- _Your goal_
Provide an exact transcription of all the records.

- _Extracted records_
================

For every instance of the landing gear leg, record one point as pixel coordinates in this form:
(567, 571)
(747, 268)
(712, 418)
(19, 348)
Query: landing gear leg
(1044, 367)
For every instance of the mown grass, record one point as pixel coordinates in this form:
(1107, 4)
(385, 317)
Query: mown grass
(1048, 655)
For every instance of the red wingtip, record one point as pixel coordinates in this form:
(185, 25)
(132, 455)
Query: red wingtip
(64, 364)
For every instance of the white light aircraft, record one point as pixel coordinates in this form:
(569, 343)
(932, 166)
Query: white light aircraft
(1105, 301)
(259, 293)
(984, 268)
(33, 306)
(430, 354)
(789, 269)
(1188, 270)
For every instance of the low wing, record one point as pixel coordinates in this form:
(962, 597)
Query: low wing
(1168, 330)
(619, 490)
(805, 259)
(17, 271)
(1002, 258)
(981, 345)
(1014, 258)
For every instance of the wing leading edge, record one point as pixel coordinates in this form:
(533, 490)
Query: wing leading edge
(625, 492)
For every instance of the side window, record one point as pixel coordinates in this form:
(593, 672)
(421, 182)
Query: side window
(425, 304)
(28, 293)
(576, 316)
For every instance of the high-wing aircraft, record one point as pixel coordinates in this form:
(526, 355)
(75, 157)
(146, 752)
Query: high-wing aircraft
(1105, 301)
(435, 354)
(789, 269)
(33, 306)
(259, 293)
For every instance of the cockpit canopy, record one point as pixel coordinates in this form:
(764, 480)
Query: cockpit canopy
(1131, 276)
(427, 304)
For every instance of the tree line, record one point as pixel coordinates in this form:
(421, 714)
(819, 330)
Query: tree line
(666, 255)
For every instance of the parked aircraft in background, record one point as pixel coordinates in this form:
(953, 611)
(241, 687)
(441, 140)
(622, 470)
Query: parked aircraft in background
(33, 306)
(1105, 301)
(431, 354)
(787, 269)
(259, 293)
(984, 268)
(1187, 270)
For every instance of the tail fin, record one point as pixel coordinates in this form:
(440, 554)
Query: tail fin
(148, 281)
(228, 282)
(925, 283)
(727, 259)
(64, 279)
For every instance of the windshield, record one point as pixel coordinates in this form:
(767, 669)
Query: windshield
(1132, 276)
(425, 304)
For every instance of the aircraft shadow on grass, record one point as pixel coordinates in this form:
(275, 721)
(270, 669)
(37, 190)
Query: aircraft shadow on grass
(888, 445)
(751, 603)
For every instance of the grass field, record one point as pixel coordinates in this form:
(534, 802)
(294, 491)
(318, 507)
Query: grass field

================

- _Expected output_
For every instance of the landing gear leg, record one point as pixel coordinates in this form:
(567, 571)
(747, 268)
(712, 418)
(19, 348)
Query: landing gear leg
(1044, 367)
For every instance of the mown grass, record one point as pixel coordinates in this form:
(1107, 4)
(385, 317)
Query: mown grass
(1048, 655)
For every instance of the red wingtip, record one point as pixel coordinates in this form:
(185, 25)
(132, 455)
Query: red wingtip
(64, 364)
For every instance of the white light aircraft, record one point as pixel coordinates in this form:
(569, 343)
(932, 166)
Query: white light aircraft
(1105, 301)
(259, 293)
(984, 268)
(33, 306)
(430, 354)
(789, 269)
(1188, 270)
For every instance of the low wing, record one point as pixel coordinates in this form:
(962, 597)
Query: low wing
(1168, 330)
(619, 490)
(805, 259)
(17, 271)
(1002, 258)
(981, 345)
(1014, 258)
For every instance of the wing leading edge, record one point as pixel coordinates in this form:
(533, 490)
Query: wing leading edge
(625, 492)
For every instance of the side window, record one point as pixel coordinates in this form:
(593, 672)
(421, 182)
Query: side window
(425, 304)
(28, 293)
(576, 316)
For every instance of the high-wing aircraft, record one point as pixel coordinates in this form:
(526, 355)
(75, 157)
(146, 752)
Query: high-wing aircraft
(1105, 301)
(435, 354)
(789, 269)
(33, 306)
(259, 293)
For every instance of the cockpit canopy, record one point as pixel coordinates in this form:
(764, 480)
Query: cockpit canopy
(1131, 276)
(427, 304)
For every instance of the tree line, record one point as pixel coordinates in this form:
(421, 714)
(819, 330)
Query: tree line
(666, 255)
For every instance of the parked aircraft in background, record one point as pixel coordinates in this form:
(953, 611)
(241, 687)
(441, 140)
(622, 470)
Query: parked aircraft in background
(33, 306)
(1105, 301)
(431, 354)
(787, 269)
(259, 293)
(984, 268)
(1187, 270)
For every instance of the tail fin, record one point as pixel coordinates in this form:
(440, 554)
Query: tail fin
(148, 281)
(228, 282)
(925, 283)
(727, 259)
(64, 279)
For every instance of the windshield, record one point as pixel coordinates in this form:
(767, 669)
Query: windshield
(1132, 276)
(425, 304)
For every instance of the aircraft shadow on grass, record one point as pixel coordinates in this form:
(275, 721)
(270, 669)
(37, 190)
Query: aircraft shadow on grass
(888, 445)
(751, 603)
For every instance of the grass field, record one point as pixel coordinates in this form:
(534, 802)
(294, 491)
(318, 507)
Query: grass field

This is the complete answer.